Task item: Using the records below, copy every line that holds the string "town".

Data excerpts:
╭──
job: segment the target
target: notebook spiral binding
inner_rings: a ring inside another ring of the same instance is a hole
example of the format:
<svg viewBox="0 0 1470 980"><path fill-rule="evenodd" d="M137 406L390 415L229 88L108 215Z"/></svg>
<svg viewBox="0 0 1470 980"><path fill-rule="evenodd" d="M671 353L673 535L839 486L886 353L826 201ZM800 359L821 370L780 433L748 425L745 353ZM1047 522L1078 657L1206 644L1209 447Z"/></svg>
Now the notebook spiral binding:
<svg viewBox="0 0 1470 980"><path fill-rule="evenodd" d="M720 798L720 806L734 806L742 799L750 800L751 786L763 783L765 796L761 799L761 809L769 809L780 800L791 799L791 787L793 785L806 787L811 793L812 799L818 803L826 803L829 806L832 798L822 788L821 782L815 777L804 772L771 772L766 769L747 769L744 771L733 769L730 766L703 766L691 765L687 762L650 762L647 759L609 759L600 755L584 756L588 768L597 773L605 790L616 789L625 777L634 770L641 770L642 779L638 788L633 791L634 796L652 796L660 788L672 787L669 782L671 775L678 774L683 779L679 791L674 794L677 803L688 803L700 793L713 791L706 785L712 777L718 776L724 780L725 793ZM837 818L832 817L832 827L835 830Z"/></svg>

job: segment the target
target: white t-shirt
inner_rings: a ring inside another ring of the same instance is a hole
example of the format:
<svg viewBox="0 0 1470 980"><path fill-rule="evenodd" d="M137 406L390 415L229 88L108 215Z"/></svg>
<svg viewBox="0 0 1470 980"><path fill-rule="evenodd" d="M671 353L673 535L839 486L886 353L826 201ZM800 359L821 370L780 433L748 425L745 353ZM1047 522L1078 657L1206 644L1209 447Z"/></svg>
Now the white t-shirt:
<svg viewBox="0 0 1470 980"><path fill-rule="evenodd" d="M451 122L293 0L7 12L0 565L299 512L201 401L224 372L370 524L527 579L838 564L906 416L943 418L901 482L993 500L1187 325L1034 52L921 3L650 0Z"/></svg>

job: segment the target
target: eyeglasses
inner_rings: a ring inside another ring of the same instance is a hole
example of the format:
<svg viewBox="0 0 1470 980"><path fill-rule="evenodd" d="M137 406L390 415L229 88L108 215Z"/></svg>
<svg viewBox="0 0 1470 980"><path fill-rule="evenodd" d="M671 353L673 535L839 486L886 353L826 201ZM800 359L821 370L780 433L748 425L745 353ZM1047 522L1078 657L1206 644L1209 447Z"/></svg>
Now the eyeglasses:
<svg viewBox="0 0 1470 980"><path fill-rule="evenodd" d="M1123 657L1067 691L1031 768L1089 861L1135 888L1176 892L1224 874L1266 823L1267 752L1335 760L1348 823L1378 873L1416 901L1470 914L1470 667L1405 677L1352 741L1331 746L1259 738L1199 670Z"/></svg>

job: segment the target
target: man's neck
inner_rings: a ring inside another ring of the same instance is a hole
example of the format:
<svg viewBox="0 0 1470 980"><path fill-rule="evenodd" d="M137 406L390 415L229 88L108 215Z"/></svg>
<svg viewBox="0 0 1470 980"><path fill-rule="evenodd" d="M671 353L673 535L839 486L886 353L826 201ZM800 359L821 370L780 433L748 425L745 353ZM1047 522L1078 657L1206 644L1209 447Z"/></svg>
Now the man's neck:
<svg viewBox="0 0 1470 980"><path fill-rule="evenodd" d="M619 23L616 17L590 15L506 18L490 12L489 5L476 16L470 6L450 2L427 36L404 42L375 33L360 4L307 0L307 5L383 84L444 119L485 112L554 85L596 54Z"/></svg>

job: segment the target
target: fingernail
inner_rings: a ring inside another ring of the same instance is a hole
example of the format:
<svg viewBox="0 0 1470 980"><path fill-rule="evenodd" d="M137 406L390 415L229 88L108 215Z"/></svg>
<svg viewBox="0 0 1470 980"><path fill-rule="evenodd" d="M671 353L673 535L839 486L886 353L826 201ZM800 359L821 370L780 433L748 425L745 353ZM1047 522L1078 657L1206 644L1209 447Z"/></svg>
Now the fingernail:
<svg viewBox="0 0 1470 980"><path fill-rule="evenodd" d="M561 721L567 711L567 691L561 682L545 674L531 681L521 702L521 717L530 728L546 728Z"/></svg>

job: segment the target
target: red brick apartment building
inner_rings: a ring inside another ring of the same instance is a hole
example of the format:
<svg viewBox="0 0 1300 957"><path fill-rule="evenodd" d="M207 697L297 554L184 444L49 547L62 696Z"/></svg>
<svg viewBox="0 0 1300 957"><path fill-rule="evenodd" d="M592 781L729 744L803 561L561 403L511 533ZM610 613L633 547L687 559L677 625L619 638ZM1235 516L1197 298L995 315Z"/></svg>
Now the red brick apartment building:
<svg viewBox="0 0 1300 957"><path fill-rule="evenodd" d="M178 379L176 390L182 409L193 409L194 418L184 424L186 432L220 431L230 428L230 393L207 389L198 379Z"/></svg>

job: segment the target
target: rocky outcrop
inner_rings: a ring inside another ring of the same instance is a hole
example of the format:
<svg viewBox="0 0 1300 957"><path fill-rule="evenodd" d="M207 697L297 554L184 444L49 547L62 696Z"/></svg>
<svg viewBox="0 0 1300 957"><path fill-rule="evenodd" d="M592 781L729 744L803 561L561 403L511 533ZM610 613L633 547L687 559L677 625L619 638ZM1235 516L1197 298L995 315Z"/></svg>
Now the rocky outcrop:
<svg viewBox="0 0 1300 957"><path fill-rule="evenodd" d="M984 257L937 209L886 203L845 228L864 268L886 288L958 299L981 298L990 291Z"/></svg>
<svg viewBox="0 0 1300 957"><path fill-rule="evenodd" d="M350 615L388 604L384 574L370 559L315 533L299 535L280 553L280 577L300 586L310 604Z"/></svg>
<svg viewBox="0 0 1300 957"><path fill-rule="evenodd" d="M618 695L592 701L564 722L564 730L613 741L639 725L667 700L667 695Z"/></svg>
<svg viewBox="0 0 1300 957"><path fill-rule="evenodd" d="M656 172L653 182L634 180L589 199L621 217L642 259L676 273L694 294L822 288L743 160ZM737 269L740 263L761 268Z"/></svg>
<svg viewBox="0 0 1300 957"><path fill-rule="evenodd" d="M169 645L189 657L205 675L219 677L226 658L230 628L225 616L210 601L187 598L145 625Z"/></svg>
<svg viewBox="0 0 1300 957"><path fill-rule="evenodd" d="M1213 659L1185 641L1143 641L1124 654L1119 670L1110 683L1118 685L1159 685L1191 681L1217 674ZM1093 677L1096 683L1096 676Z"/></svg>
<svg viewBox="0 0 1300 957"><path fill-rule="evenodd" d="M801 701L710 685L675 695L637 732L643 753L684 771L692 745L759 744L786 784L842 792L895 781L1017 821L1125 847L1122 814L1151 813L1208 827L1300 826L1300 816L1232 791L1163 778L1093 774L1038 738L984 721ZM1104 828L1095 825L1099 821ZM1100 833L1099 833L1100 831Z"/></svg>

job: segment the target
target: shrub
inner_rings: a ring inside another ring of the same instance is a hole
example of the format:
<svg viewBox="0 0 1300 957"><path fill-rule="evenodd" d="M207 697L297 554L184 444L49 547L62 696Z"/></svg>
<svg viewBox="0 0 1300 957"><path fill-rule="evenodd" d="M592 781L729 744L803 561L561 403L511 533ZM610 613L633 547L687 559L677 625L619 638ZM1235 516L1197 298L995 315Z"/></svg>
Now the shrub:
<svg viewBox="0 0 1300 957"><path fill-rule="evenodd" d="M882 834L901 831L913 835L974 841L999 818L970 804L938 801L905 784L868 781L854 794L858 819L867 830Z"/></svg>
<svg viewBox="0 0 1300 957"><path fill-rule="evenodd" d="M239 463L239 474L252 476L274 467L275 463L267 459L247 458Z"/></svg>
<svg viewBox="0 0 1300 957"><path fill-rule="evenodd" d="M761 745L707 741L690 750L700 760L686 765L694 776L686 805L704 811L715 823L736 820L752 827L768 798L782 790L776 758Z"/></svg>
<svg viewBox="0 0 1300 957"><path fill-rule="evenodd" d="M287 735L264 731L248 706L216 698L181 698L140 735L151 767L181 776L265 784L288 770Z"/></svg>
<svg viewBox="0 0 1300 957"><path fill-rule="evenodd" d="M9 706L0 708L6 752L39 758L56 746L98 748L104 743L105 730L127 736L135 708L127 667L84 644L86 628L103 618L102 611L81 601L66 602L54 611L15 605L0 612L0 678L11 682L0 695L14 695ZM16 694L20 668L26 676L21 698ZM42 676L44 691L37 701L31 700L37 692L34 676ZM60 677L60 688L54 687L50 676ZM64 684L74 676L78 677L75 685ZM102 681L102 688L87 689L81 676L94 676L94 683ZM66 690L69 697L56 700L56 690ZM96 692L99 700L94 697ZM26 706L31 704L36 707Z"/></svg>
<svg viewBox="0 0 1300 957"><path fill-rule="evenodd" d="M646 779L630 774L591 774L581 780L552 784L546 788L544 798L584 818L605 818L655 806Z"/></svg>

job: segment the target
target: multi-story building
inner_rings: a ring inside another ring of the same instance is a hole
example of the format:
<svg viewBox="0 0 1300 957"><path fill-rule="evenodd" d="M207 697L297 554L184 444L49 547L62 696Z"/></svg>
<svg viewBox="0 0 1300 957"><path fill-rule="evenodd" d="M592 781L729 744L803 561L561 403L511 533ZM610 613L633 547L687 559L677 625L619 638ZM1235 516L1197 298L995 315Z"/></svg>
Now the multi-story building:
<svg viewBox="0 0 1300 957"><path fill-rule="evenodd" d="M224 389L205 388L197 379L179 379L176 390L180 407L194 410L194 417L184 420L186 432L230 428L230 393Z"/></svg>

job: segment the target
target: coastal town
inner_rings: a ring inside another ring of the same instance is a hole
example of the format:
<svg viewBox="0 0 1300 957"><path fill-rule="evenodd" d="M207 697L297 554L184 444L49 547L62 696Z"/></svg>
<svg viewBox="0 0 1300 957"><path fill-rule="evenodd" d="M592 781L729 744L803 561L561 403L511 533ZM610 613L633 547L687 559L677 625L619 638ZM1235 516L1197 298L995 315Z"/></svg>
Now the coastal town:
╰──
Answer to this task:
target: coastal town
Now the coastal town:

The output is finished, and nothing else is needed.